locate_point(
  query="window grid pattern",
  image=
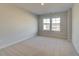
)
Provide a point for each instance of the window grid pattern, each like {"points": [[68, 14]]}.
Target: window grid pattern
{"points": [[55, 24]]}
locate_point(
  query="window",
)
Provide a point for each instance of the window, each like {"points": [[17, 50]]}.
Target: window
{"points": [[46, 24], [51, 24], [56, 24]]}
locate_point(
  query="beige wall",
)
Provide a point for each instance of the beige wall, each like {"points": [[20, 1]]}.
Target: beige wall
{"points": [[62, 33], [16, 24], [69, 24], [75, 26]]}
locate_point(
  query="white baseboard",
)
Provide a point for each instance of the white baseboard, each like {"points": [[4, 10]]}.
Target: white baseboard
{"points": [[12, 43]]}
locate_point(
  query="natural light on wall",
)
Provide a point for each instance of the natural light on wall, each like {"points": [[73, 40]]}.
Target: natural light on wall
{"points": [[51, 24]]}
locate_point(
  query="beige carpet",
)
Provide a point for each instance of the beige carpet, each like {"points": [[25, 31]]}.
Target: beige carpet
{"points": [[40, 46]]}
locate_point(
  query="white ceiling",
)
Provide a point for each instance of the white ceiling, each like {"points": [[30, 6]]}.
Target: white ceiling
{"points": [[38, 9]]}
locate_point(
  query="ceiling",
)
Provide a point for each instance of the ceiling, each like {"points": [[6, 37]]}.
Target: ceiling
{"points": [[39, 9]]}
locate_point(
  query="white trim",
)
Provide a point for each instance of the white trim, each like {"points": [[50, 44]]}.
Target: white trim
{"points": [[12, 43]]}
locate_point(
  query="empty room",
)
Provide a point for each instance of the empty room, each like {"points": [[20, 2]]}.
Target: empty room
{"points": [[39, 29]]}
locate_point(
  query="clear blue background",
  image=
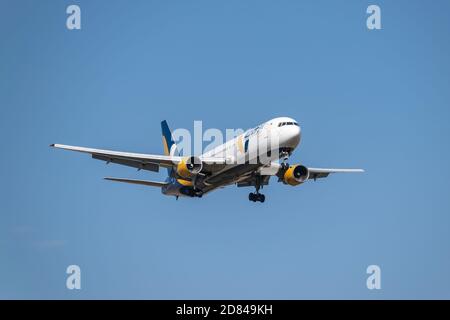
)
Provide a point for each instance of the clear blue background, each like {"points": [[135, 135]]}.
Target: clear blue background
{"points": [[372, 99]]}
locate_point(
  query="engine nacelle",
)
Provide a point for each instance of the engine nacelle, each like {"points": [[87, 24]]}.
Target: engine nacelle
{"points": [[189, 167], [296, 175]]}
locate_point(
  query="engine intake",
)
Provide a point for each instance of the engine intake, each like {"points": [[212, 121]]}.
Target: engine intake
{"points": [[296, 175], [189, 167]]}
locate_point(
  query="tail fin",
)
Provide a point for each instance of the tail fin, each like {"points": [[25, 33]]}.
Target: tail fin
{"points": [[170, 148]]}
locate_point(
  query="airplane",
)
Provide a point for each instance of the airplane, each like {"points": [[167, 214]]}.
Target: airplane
{"points": [[195, 176]]}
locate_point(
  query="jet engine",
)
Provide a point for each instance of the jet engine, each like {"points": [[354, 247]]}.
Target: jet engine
{"points": [[296, 175], [189, 167]]}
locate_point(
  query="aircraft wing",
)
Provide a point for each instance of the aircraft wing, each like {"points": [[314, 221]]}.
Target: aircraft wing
{"points": [[141, 182], [315, 173], [142, 161]]}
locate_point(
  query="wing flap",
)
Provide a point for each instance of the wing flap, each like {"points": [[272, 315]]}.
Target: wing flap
{"points": [[140, 182], [148, 162], [315, 173]]}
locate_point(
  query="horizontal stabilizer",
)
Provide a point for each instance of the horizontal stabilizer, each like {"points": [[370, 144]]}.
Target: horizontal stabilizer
{"points": [[141, 182]]}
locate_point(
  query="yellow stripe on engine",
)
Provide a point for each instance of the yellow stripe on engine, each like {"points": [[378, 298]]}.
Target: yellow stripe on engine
{"points": [[185, 183]]}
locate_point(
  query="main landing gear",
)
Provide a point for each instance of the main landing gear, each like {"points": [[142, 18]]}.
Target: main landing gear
{"points": [[257, 196]]}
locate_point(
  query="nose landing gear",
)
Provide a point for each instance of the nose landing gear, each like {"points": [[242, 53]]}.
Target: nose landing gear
{"points": [[256, 197]]}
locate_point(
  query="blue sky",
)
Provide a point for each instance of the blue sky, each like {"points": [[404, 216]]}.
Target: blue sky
{"points": [[372, 99]]}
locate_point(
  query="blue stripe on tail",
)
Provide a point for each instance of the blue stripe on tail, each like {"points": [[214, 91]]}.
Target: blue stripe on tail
{"points": [[168, 142]]}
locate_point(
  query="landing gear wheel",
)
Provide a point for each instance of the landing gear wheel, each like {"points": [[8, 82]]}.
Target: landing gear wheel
{"points": [[256, 197], [262, 198]]}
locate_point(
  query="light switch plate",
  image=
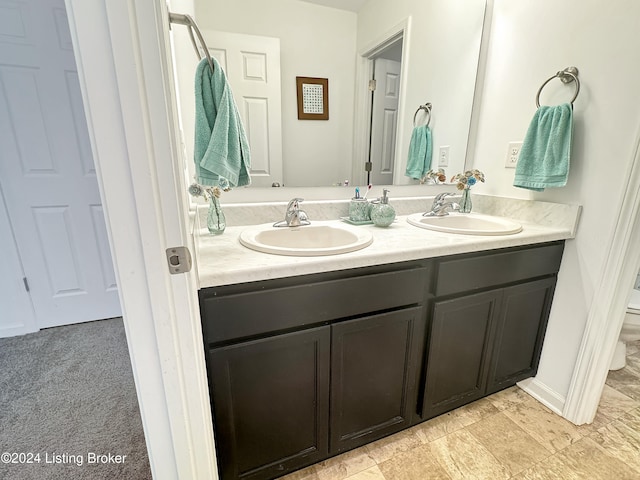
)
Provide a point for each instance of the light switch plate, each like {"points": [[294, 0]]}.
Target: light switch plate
{"points": [[513, 152], [443, 156]]}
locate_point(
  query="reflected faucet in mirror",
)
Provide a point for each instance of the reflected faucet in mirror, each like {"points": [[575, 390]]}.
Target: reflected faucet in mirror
{"points": [[294, 217], [441, 207]]}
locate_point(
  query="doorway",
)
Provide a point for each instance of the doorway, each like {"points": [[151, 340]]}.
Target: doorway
{"points": [[48, 180], [386, 66]]}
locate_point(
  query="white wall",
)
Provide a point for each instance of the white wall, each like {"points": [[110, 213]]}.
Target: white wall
{"points": [[443, 47], [530, 41], [315, 41]]}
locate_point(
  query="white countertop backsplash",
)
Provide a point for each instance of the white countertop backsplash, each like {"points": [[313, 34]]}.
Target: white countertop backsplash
{"points": [[222, 260]]}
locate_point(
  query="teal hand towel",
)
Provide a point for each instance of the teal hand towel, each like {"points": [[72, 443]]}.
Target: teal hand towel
{"points": [[221, 149], [420, 150], [546, 149]]}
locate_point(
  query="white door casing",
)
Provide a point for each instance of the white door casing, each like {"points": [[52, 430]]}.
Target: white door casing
{"points": [[384, 120], [252, 66], [122, 49], [47, 171]]}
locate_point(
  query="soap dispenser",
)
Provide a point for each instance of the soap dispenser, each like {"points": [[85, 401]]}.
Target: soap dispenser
{"points": [[382, 213]]}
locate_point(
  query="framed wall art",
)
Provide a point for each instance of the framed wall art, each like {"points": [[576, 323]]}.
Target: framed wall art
{"points": [[313, 98]]}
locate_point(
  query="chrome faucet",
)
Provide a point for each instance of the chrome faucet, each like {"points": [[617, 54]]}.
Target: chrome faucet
{"points": [[440, 206], [294, 217]]}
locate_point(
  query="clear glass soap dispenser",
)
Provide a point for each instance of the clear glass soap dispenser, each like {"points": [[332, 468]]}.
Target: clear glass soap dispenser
{"points": [[382, 213]]}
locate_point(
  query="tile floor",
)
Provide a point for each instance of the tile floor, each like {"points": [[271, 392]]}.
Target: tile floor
{"points": [[508, 435]]}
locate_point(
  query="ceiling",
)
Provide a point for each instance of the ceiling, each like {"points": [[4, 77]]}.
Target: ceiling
{"points": [[351, 5]]}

Work to complete: The records above should be reproduced exactly, with no pictures included.

Problem solution:
locate_point(
  query="window grid pattern",
  image=
)
Provide a point for each instance of the window grid pattern, each like {"points": [[68, 14]]}.
Target: window grid pattern
{"points": [[55, 24]]}
locate_point(
  query="window",
)
Provide a point for each instance of the window, each like {"points": [[17, 50]]}.
Target: window
{"points": [[46, 24], [51, 24], [56, 24]]}
locate_point(
  query="beige wall",
)
Provide a point for each instance of the beige wall, each like {"points": [[20, 1]]}.
Target: beige wall
{"points": [[62, 33], [16, 24], [69, 24], [75, 26]]}
locate_point(
  query="white baseboard",
)
Provide a point for each instance of the white baseboard, each like {"points": [[4, 10]]}.
Target: white baseboard
{"points": [[12, 43]]}
locate_point(
  query="natural light on wall",
)
Provide a point for each instance of the natural light on wall, each like {"points": [[73, 40]]}.
Target: natural light on wall
{"points": [[51, 24]]}
locate_point(
  query="beige carpet",
)
Provide a point for each instance of the beige carpet, each like {"points": [[25, 31]]}.
Target: beige carpet
{"points": [[40, 46]]}
locate_point(
  query="white ceiling",
)
Provide a point for each instance of the white ceiling, each like {"points": [[30, 6]]}.
Target: white ceiling
{"points": [[38, 9]]}
locate_point(
  query="ceiling",
)
Provide a point for each instance of the ceiling, each like {"points": [[6, 37]]}.
Target: ceiling
{"points": [[39, 9]]}
locate_point(
  query="white trim",
)
Provide a point for each instance of the white trim, each like {"points": [[50, 44]]}.
Target: white trim
{"points": [[12, 43]]}
locate_point(
  query="empty room",
)
Provide a point for each instance of the empty room, each like {"points": [[20, 2]]}.
Target: empty room
{"points": [[39, 29]]}
locate_point(
  query="clear blue background",
  image=
)
Provide a point for each instance of the clear blue background, each like {"points": [[135, 135]]}.
Target: clear blue background
{"points": [[372, 99]]}
locate_point(
  query="engine nacelle",
)
Provide a point for each instance of the engine nacelle, each like {"points": [[87, 24]]}.
Target: engine nacelle
{"points": [[189, 167], [296, 175]]}
locate_point(
  query="engine intake",
)
Provide a point for each instance of the engine intake, each like {"points": [[212, 121]]}.
Target: engine intake
{"points": [[296, 175], [189, 167]]}
locate_point(
  query="tail fin",
)
Provide a point for each instance of the tail fin, each like {"points": [[25, 33]]}.
Target: tail fin
{"points": [[170, 148]]}
locate_point(
  query="airplane",
)
Provide a point for each instance of the airplane, each like {"points": [[167, 214]]}.
Target: airplane
{"points": [[195, 176]]}
locate_point(
  query="jet engine",
)
Provide a point for each instance of the jet engine, each like {"points": [[354, 247]]}.
Target: jet engine
{"points": [[296, 175], [189, 167]]}
locate_point(
  query="aircraft wing",
)
Provide a point for each instance of the aircraft wing, each like {"points": [[314, 221]]}.
Target: aircraft wing
{"points": [[141, 182], [315, 173], [142, 161]]}
locate_point(
  query="wing flap",
)
Provide a point for each instance of the wing flap, each like {"points": [[272, 315]]}.
Target: wing flap
{"points": [[140, 182], [148, 162], [315, 173]]}
locate_point(
  query="horizontal stabilizer",
)
Provide a point for each instance of the horizontal stabilizer, each like {"points": [[370, 144]]}.
Target: horizontal stabilizer
{"points": [[141, 182]]}
locate_point(
  query="yellow stripe on engine",
)
Provide a point for each instance of the yellow stripe on engine, each like {"points": [[378, 298]]}.
Target: yellow stripe on engine
{"points": [[185, 183]]}
locate_point(
  query="main landing gear",
)
Provide a point for each instance of the main landing gear, each like {"points": [[142, 18]]}.
Target: main landing gear
{"points": [[257, 196]]}
locate_point(
  query="nose landing gear",
)
Provide a point for each instance of the nose landing gear, each like {"points": [[242, 53]]}.
Target: nose landing gear
{"points": [[256, 197]]}
locate_point(
  query="blue sky",
)
Provide a point for each instance of the blue sky, each like {"points": [[404, 216]]}.
Target: blue sky
{"points": [[372, 99]]}
locate_point(
  query="blue stripe on tail",
)
Provide a point for each instance of the blue stripe on tail, each like {"points": [[214, 91]]}.
Target: blue stripe on tail
{"points": [[168, 142]]}
locate_point(
  query="landing gear wheel",
)
Provide a point for each instance of the landing gear wheel, each like {"points": [[8, 82]]}.
Target: landing gear wheel
{"points": [[256, 197], [262, 198]]}
locate_point(
  query="light switch plate",
  image=
)
Provide a point for each instance of the light switch plate, each like {"points": [[294, 0]]}.
Target: light switch plate
{"points": [[513, 152], [443, 156]]}
locate_point(
  query="reflected faucet in mirror",
)
Provide a point for each instance of the reflected faucet in mirror, each like {"points": [[575, 390]]}.
Target: reflected faucet in mirror
{"points": [[294, 217], [441, 207]]}
locate_point(
  query="doorway",
)
Provide a point for each instance of the doorway, each like {"points": [[151, 340]]}.
Target: doorway
{"points": [[48, 180], [386, 66]]}
locate_point(
  query="white wall",
)
Provide a point for each instance of the white wall, each like {"points": [[110, 213]]}.
Target: white wall
{"points": [[443, 47], [530, 41], [315, 41]]}
locate_point(
  query="white countertop backsplash",
)
Provide a point for each instance of the white countertop backsplash, each like {"points": [[313, 34]]}.
Target: white countertop backsplash
{"points": [[222, 260]]}
locate_point(
  query="teal hand towel",
)
Provide a point for each instance of the teal hand towel, each like {"points": [[72, 443]]}.
Target: teal hand towel
{"points": [[221, 149], [420, 150], [546, 149]]}
locate_point(
  query="white door casing",
)
Provide a point for each instance of the white door casing, each like {"points": [[52, 430]]}.
Target: white door casing
{"points": [[384, 120], [252, 66], [122, 49], [47, 171]]}
locate_point(
  query="soap dispenser",
)
Provide a point for each instance of the soap dispenser, each like {"points": [[85, 401]]}.
Target: soap dispenser
{"points": [[382, 213]]}
locate_point(
  query="framed wall art",
)
Provide a point for each instance of the framed wall art, each like {"points": [[576, 323]]}.
Target: framed wall art
{"points": [[313, 98]]}
locate_point(
  query="chrome faucet",
)
Provide a point for each instance of the chrome faucet, each like {"points": [[617, 54]]}.
Target: chrome faucet
{"points": [[440, 206], [294, 217]]}
locate_point(
  query="clear glass soap dispenser",
)
Provide a point for each instance of the clear glass soap dispenser, each like {"points": [[332, 468]]}.
Target: clear glass soap dispenser
{"points": [[382, 213]]}
locate_point(
  query="tile floor",
)
Provide a point for each instance of the tile floor, each like {"points": [[271, 392]]}.
Target: tile floor
{"points": [[508, 435]]}
locate_point(
  query="ceiling",
)
Provide a point for each instance of the ceiling, each like {"points": [[4, 77]]}.
Target: ceiling
{"points": [[351, 5]]}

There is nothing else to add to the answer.